§ **About this task**
Everything from the line containing "Target: gray hair" to the last line of the records must be returned verbatim; nothing else belongs in the output.

*** Extracted information ***

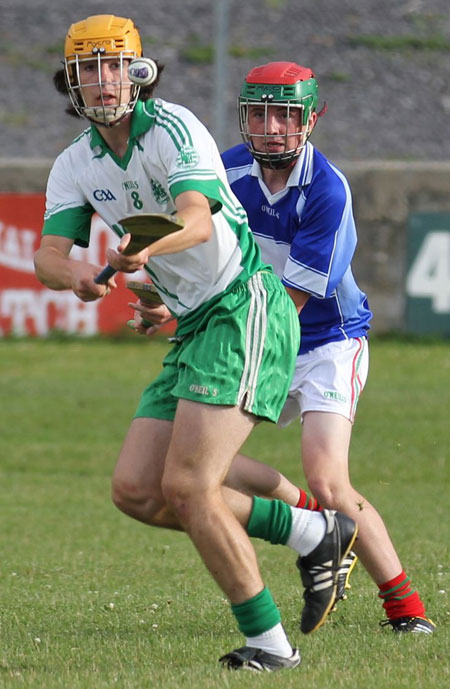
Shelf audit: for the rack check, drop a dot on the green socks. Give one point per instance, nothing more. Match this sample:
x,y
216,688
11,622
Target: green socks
x,y
256,615
270,520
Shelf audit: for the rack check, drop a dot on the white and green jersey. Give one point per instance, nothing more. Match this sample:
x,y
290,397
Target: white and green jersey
x,y
169,152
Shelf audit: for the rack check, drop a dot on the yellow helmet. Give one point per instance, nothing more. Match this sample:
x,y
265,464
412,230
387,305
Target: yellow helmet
x,y
102,37
103,33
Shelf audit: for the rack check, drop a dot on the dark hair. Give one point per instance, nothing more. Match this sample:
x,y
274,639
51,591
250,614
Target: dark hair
x,y
59,80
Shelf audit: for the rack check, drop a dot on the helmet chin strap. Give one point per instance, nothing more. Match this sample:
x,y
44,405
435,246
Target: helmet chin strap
x,y
104,116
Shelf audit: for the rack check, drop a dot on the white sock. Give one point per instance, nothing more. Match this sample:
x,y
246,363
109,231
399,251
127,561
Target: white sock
x,y
273,641
308,529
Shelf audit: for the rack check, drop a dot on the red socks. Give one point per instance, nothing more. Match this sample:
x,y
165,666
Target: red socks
x,y
308,502
399,600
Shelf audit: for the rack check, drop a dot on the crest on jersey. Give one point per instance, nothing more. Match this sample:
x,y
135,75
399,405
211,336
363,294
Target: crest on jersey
x,y
187,157
159,193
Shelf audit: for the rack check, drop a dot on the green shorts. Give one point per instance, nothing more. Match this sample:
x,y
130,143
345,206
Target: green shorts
x,y
243,354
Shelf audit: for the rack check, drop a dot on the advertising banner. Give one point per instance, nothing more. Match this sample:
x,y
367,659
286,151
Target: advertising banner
x,y
29,308
428,278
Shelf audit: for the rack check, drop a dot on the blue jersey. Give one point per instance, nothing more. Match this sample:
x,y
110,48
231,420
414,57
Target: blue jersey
x,y
307,232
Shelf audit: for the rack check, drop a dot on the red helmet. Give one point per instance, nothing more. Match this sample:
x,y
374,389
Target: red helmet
x,y
284,84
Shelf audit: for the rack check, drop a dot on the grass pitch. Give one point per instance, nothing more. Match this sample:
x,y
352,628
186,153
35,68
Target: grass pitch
x,y
90,599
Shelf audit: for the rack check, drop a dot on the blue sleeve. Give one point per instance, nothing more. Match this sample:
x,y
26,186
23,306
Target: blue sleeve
x,y
323,247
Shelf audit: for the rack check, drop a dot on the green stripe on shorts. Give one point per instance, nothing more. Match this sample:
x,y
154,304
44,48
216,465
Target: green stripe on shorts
x,y
242,353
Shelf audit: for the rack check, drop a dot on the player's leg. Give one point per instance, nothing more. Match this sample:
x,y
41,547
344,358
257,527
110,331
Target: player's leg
x,y
253,477
326,433
136,483
325,445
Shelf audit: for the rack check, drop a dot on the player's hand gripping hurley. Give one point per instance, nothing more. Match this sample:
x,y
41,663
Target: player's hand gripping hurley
x,y
144,229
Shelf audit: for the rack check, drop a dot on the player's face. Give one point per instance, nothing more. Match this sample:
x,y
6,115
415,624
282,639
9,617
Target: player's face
x,y
274,128
103,82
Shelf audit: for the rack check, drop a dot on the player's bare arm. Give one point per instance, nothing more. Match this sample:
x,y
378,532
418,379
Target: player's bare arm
x,y
57,270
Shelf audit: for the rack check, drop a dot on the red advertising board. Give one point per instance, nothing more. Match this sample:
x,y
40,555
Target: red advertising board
x,y
29,308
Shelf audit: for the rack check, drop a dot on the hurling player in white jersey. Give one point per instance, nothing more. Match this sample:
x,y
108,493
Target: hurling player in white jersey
x,y
236,341
300,210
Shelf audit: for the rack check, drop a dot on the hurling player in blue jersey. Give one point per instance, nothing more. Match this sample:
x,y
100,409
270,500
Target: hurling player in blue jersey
x,y
299,207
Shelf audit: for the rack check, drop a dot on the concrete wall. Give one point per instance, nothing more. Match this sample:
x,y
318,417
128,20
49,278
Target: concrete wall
x,y
385,193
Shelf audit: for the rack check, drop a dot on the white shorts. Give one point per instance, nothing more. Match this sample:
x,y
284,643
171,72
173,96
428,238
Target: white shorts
x,y
329,378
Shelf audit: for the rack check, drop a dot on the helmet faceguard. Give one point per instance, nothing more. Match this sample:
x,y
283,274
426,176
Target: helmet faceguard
x,y
102,37
280,84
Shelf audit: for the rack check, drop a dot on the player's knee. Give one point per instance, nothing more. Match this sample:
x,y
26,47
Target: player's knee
x,y
133,501
181,495
327,493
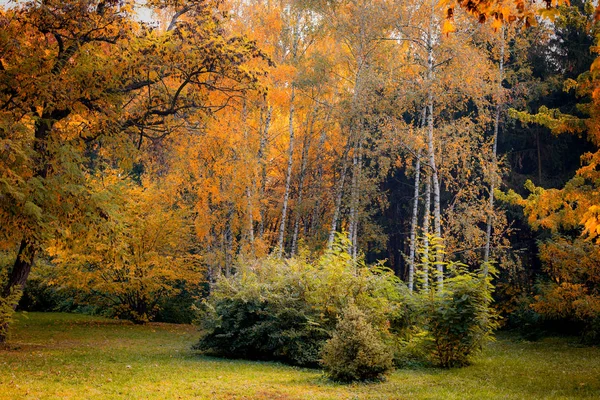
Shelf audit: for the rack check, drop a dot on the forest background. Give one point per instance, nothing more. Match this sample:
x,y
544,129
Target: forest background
x,y
141,161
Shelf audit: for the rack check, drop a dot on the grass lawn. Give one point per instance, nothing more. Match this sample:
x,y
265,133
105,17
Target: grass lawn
x,y
68,356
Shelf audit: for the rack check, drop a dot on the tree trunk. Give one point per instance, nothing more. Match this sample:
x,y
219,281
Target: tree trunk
x,y
303,166
288,177
338,196
262,149
315,220
413,225
432,164
488,230
426,218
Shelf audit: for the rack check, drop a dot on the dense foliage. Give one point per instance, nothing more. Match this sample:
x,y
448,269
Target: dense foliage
x,y
217,150
286,309
356,351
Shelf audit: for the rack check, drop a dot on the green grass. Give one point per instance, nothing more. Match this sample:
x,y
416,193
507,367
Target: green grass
x,y
67,356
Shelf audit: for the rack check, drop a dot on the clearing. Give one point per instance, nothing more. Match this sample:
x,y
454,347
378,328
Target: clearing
x,y
70,356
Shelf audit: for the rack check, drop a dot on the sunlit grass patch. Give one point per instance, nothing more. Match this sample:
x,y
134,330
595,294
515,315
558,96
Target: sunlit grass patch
x,y
68,356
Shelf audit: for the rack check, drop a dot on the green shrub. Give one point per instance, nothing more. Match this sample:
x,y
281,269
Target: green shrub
x,y
459,319
274,309
7,311
356,351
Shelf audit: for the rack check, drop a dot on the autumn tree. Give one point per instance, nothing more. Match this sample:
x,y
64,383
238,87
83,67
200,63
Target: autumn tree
x,y
82,79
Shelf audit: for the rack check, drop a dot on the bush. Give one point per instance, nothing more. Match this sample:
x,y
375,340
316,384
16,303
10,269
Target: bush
x,y
285,310
356,352
7,311
459,319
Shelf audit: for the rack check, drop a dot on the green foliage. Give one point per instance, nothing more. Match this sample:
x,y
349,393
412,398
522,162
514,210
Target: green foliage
x,y
356,351
445,324
459,319
286,309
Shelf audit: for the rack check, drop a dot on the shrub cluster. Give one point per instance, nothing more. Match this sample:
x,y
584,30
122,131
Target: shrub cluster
x,y
450,325
356,351
353,320
286,309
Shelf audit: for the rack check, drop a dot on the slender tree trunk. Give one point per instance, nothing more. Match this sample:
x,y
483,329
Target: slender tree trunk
x,y
303,166
415,216
338,196
315,219
413,225
229,241
251,181
426,219
488,230
539,154
288,177
431,150
262,150
355,199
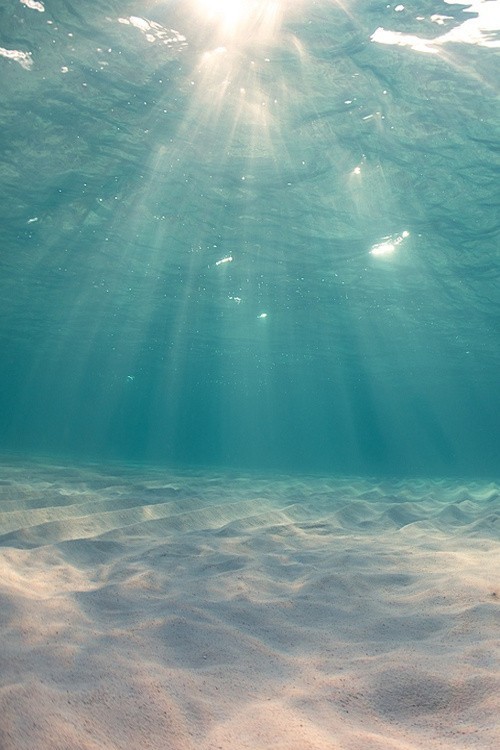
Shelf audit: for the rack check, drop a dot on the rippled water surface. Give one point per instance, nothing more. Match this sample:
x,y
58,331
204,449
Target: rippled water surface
x,y
251,234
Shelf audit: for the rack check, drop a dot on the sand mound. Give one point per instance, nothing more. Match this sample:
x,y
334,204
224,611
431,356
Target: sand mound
x,y
202,612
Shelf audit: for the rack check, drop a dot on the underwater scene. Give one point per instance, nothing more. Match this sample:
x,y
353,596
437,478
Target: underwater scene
x,y
249,368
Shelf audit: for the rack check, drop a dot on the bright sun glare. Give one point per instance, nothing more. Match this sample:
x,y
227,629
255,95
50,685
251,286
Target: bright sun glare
x,y
242,17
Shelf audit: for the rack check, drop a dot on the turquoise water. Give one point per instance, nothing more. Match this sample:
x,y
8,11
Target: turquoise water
x,y
253,235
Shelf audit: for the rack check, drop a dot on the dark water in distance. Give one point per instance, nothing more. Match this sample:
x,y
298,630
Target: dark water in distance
x,y
261,235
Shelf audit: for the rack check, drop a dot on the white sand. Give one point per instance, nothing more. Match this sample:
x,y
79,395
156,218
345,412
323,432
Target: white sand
x,y
180,612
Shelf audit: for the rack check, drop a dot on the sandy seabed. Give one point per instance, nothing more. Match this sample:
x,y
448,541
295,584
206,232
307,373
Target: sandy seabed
x,y
189,611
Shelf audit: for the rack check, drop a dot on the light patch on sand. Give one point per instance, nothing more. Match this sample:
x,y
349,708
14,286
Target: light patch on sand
x,y
198,612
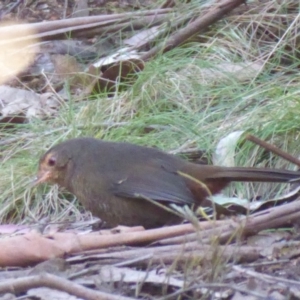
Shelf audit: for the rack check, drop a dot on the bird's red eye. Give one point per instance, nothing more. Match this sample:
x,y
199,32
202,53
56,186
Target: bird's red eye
x,y
51,161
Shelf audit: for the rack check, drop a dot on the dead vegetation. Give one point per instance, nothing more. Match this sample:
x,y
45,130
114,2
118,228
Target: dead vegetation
x,y
169,76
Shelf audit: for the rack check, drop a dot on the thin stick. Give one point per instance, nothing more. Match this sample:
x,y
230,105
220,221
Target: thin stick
x,y
273,149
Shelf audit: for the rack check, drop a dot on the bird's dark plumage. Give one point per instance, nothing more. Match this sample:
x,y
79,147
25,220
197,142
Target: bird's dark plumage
x,y
111,179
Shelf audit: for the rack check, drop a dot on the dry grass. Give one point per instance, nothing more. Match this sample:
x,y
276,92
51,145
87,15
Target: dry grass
x,y
172,105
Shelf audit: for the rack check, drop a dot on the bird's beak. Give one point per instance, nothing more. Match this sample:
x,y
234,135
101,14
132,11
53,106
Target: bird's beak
x,y
41,177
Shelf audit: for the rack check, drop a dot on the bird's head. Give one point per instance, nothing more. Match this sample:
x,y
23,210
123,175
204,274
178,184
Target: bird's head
x,y
54,166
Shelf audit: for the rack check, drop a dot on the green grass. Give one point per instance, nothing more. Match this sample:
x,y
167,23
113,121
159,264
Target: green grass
x,y
174,104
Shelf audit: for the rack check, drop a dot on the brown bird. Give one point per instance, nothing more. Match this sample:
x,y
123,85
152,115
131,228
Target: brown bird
x,y
113,179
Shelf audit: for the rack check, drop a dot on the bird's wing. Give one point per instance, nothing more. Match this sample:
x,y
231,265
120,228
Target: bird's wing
x,y
156,183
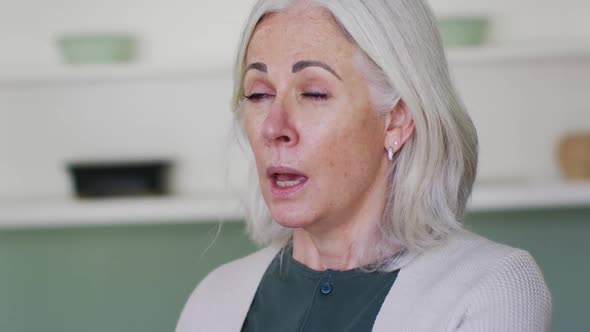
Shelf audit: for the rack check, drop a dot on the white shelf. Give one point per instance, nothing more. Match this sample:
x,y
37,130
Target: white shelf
x,y
508,196
118,211
76,73
493,54
105,72
486,197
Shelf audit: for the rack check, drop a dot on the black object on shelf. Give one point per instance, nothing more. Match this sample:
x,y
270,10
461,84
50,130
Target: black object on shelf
x,y
124,178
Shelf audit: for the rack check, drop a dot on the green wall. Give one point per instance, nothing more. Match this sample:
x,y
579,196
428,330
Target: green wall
x,y
136,278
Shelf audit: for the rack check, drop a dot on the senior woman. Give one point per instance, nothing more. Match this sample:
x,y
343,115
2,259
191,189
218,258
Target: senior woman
x,y
365,159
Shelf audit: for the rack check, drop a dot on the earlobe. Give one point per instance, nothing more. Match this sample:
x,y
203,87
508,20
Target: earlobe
x,y
400,127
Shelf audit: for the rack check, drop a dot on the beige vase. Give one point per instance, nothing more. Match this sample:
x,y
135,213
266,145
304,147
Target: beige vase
x,y
574,155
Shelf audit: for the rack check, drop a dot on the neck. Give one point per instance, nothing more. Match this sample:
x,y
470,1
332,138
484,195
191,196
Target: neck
x,y
339,243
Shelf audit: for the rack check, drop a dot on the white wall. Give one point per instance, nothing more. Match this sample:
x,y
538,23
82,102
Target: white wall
x,y
521,108
206,32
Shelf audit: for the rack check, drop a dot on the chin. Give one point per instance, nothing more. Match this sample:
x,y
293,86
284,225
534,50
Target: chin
x,y
291,217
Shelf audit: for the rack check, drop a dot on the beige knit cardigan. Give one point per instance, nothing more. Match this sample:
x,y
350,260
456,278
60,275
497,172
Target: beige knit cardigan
x,y
467,284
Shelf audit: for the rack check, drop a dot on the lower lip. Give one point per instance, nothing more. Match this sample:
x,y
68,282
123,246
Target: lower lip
x,y
285,192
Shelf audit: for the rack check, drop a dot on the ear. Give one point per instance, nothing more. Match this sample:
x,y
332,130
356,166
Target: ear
x,y
399,125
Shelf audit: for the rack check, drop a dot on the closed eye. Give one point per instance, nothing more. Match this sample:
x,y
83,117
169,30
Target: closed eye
x,y
254,97
315,95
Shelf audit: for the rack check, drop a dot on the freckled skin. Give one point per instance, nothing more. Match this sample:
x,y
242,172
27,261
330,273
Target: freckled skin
x,y
338,142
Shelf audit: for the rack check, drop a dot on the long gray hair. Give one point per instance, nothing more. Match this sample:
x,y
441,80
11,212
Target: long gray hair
x,y
401,54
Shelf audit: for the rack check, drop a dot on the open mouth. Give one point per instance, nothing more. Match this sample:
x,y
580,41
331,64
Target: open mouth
x,y
285,181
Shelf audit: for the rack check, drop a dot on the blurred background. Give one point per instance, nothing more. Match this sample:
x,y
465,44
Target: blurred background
x,y
119,172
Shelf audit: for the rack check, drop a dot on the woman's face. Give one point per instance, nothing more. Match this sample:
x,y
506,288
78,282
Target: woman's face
x,y
319,146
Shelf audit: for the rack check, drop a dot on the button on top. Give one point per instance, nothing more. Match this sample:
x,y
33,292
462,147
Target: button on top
x,y
326,287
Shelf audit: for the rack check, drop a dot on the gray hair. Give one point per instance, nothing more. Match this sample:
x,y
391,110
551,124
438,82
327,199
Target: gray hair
x,y
431,178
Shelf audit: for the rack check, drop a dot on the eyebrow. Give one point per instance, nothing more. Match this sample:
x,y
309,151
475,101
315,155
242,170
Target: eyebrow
x,y
299,66
258,66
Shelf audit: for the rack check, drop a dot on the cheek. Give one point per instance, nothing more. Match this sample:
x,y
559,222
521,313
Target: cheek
x,y
354,149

***

§ **Exercise output**
Target: gray hair
x,y
431,178
Shelf audit: for the rack check, drop a dot on the eyebrow. Give one point per instance, nothing more. Match this sample:
x,y
309,151
475,101
315,155
242,170
Target: eyebrow
x,y
299,66
258,66
Shelf audit: for the rack check, drop a dot on the cheek. Give one point per instance, nothing more. Match this sample:
x,y
559,222
521,313
Target: cheek
x,y
354,149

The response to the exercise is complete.